WHAT IS EXPECTED.
Repeat each entry in the data, exactly.

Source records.
+ + +
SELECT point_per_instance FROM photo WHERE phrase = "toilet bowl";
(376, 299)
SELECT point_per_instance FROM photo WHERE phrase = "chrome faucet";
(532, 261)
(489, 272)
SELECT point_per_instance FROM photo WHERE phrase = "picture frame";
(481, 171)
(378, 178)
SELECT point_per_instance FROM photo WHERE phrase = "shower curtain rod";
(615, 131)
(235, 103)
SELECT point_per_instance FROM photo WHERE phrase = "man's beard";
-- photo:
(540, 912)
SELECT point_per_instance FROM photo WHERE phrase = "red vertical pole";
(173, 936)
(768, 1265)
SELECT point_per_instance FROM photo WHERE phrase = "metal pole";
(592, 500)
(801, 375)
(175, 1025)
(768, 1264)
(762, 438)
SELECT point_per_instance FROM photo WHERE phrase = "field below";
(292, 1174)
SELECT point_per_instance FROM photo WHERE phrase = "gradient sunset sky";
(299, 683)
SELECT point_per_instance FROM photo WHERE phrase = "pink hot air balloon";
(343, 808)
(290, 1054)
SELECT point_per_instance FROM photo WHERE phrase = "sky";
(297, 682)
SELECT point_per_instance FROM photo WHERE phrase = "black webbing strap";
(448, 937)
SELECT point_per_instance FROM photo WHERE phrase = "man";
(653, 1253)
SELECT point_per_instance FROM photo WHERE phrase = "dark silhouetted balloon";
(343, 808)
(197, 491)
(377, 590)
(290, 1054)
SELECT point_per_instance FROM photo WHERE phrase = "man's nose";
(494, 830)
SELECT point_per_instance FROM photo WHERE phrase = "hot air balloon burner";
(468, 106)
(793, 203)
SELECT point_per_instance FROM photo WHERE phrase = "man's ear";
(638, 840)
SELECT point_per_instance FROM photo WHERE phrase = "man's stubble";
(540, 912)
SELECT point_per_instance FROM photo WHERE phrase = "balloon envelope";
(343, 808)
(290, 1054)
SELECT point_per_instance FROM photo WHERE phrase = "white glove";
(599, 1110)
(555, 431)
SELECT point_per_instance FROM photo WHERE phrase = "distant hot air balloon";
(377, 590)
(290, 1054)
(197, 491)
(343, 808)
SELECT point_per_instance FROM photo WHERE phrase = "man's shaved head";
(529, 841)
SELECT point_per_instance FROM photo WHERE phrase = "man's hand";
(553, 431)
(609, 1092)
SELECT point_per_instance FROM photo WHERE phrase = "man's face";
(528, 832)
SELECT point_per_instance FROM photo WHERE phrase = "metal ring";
+ + +
RESPONSE BELOW.
SELECT point_per_instance FROM photo WHERE phrase = "toilet bowl";
(376, 299)
SELECT point_per_instance FROM photo WHERE phrase = "chrome faucet";
(532, 261)
(489, 272)
SELECT point_per_instance FROM photo WHERE phrase = "picture frame";
(481, 171)
(378, 178)
SELECT point_per_instance FROM photo WHERE phrase = "shower curtain rod";
(615, 131)
(235, 103)
SELECT point_per_instance FROM photo WHERE phrase = "man's beard";
-- photo:
(540, 912)
SELECT point_per_instance FROM photo WHERE phrase = "red vertical pole";
(173, 936)
(768, 1265)
SELECT point_per_instance FROM photo WHERE phrase = "metal pole";
(592, 500)
(801, 375)
(175, 1025)
(768, 1264)
(762, 438)
SELECT point_per_instance FROM photo WHERE phrase = "field below";
(292, 1174)
SELECT point_per_instance FROM photo WHERE phrase = "gradient sunset sky";
(299, 683)
SELECT point_per_instance FROM photo WHERE phrase = "pink hot air balloon";
(343, 808)
(290, 1054)
SELECT point_per_instance FROM photo WHERE phrase = "sky";
(297, 682)
SELECT point_per_instance FROM photo WHERE phrase = "black webbing strap";
(448, 937)
SELECT point_per_instance FROM photo WHERE phrase = "man";
(653, 1253)
SELECT point_per_instance FROM photo WHERE phrase = "dark silhouetted balloon";
(343, 808)
(197, 491)
(377, 590)
(290, 1054)
SELECT point_per_instance FROM photo WHERE phrase = "man's nose";
(494, 830)
SELECT point_per_instance FROM photo WHERE phrase = "hot air balloon burner";
(468, 106)
(793, 203)
SELECT point_per_instance FROM photo WHERE phrase = "man's ear";
(638, 840)
SELECT point_per_instance FROM photo WHERE phrase = "man's stubble";
(540, 912)
SELECT point_per_instance FROM photo WHERE phrase = "balloon envelope";
(343, 808)
(290, 1054)
SELECT point_per_instance FROM photo WHERE phrase = "white glove";
(599, 1110)
(555, 431)
SELECT point_per_instance FROM photo WHERE phrase = "distant hot air balloon";
(377, 590)
(290, 1054)
(197, 491)
(343, 808)
SELECT point_per_instance FROM photo WHERE phrase = "man's shaved head";
(529, 841)
SELECT point_per_instance FROM photo WHERE phrase = "man's hand";
(553, 431)
(609, 1092)
SELECT point_per_instance FROM photo WHERE phrase = "man's face";
(528, 832)
SELECT point_per_instance FROM photo WHERE phrase = "metal ring";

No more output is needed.